> La consigne:
Pouvez-vous présenter sous forme de liste numérotée toutes les lignes des items ci-dessous, sans les lignes vides ?

══════════════════════════════

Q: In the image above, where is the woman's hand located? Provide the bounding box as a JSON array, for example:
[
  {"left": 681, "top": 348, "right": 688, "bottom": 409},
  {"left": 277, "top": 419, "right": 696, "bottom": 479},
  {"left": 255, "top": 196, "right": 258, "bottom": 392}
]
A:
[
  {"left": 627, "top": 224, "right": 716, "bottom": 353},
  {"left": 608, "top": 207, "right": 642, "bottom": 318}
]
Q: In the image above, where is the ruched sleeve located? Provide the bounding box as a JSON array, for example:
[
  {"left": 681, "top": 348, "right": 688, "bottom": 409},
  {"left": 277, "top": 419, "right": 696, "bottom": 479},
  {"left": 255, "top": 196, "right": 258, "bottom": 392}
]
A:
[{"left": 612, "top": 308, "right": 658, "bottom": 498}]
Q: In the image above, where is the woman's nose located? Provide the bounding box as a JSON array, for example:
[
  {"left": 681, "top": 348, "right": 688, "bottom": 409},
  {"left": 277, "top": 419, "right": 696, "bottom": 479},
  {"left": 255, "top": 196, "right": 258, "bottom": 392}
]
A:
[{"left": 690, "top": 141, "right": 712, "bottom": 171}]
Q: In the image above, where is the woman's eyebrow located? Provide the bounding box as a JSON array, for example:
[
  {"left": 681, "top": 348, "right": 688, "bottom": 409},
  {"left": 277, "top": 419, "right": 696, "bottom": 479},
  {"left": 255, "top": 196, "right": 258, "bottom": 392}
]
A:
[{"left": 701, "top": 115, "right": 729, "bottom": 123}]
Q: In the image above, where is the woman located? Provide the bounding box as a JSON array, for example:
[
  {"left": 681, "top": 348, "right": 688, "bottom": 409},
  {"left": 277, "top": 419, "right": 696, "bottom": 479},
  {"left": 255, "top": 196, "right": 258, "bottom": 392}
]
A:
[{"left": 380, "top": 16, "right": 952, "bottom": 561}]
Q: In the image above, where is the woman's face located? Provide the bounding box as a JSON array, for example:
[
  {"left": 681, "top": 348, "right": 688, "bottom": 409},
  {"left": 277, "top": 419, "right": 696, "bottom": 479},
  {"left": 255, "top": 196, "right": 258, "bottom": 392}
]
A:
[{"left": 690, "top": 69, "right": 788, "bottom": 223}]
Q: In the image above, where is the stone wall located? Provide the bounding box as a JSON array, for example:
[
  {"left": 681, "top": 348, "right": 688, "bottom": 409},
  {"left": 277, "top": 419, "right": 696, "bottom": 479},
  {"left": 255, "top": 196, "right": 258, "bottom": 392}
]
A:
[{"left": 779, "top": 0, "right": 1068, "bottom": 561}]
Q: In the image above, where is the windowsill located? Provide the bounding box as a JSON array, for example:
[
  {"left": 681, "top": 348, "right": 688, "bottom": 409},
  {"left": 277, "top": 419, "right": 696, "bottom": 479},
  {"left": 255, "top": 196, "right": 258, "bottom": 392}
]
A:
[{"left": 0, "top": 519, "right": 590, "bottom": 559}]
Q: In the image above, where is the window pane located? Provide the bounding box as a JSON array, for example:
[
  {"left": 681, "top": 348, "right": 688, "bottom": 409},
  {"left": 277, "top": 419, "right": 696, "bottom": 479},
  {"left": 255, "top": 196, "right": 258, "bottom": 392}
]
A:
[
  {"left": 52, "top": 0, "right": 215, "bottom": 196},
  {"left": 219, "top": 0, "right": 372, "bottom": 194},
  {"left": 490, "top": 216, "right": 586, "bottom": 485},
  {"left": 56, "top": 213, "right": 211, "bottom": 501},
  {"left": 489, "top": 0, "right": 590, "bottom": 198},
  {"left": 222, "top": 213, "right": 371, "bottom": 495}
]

══════════════════════════════

> Corrigé:
1. Q: In the image above, where is the woman's hand located? Provide the bounding box as a JSON array, for example:
2. [
3.   {"left": 681, "top": 348, "right": 688, "bottom": 409},
4.   {"left": 277, "top": 419, "right": 696, "bottom": 479},
5.   {"left": 255, "top": 196, "right": 258, "bottom": 392}
6. ]
7. A:
8. [
9.   {"left": 627, "top": 224, "right": 716, "bottom": 353},
10.   {"left": 608, "top": 207, "right": 642, "bottom": 318}
11. ]
12. Q: In the image above, where is the ruched sleeve located? Provide the bounding box as a JSON array, for example:
13. [
14.   {"left": 681, "top": 348, "right": 688, "bottom": 409},
15.   {"left": 277, "top": 419, "right": 696, "bottom": 479},
16.   {"left": 255, "top": 196, "right": 258, "bottom": 392}
17. ]
18. A:
19. [{"left": 612, "top": 308, "right": 658, "bottom": 498}]
20. Q: In the image above, where is the woman's nose located? Provide the bounding box as a JSON array, for example:
21. [
22.   {"left": 681, "top": 348, "right": 688, "bottom": 409},
23.   {"left": 277, "top": 419, "right": 696, "bottom": 479},
24.   {"left": 255, "top": 196, "right": 258, "bottom": 392}
25. ]
26. A:
27. [{"left": 690, "top": 141, "right": 712, "bottom": 171}]
28. Q: In the image above, where is the woman's eyebrow located? Provide the bounding box as a JSON array, for example:
29. [
30.   {"left": 681, "top": 348, "right": 688, "bottom": 409},
31.   {"left": 277, "top": 419, "right": 696, "bottom": 479},
32.   {"left": 255, "top": 196, "right": 258, "bottom": 392}
33. ]
34. A:
35. [{"left": 701, "top": 115, "right": 729, "bottom": 123}]
36. Q: In the image above, where is the woman located? Provide the bounding box as a JSON array, for example:
37. [
38.   {"left": 681, "top": 348, "right": 688, "bottom": 409},
39.   {"left": 277, "top": 419, "right": 696, "bottom": 479},
40.   {"left": 255, "top": 196, "right": 258, "bottom": 392}
41. ]
42. A:
43. [{"left": 380, "top": 16, "right": 952, "bottom": 561}]
44. Q: In the image above, where is the woman's face located? Provide the bounding box as a JSON array, for example:
45. [
46.   {"left": 681, "top": 348, "right": 688, "bottom": 409},
47.   {"left": 277, "top": 419, "right": 696, "bottom": 479},
48.   {"left": 255, "top": 196, "right": 258, "bottom": 392}
49. ]
50. A:
51. [{"left": 690, "top": 69, "right": 788, "bottom": 223}]
52. Q: In the image above, where is the stone wall located? Provide the bounding box as a JSON array, for example:
53. [
54.   {"left": 681, "top": 348, "right": 688, "bottom": 409},
55.   {"left": 277, "top": 419, "right": 696, "bottom": 479},
56.   {"left": 255, "top": 196, "right": 258, "bottom": 392}
57. ]
58. A:
59. [{"left": 779, "top": 0, "right": 1068, "bottom": 561}]
60. Q: In the image above, where is the windowsill located? Provide the bounding box as a JSON array, for example:
61. [
62.   {"left": 681, "top": 348, "right": 688, "bottom": 409},
63.   {"left": 277, "top": 419, "right": 696, "bottom": 479},
64.   {"left": 255, "top": 196, "right": 258, "bottom": 392}
65. ]
66. A:
67. [{"left": 0, "top": 519, "right": 590, "bottom": 559}]
68. Q: In the image above, where is the window pane located? Provide the bounding box as a JSON array, for example:
69. [
70.   {"left": 681, "top": 348, "right": 688, "bottom": 409},
71.   {"left": 277, "top": 419, "right": 696, "bottom": 479},
72.   {"left": 255, "top": 196, "right": 258, "bottom": 392}
73. ]
74. A:
75. [
76.   {"left": 52, "top": 0, "right": 215, "bottom": 196},
77.   {"left": 219, "top": 0, "right": 372, "bottom": 194},
78.   {"left": 490, "top": 216, "right": 586, "bottom": 485},
79.   {"left": 56, "top": 213, "right": 211, "bottom": 501},
80.   {"left": 489, "top": 0, "right": 590, "bottom": 198},
81.   {"left": 222, "top": 213, "right": 371, "bottom": 495}
82. ]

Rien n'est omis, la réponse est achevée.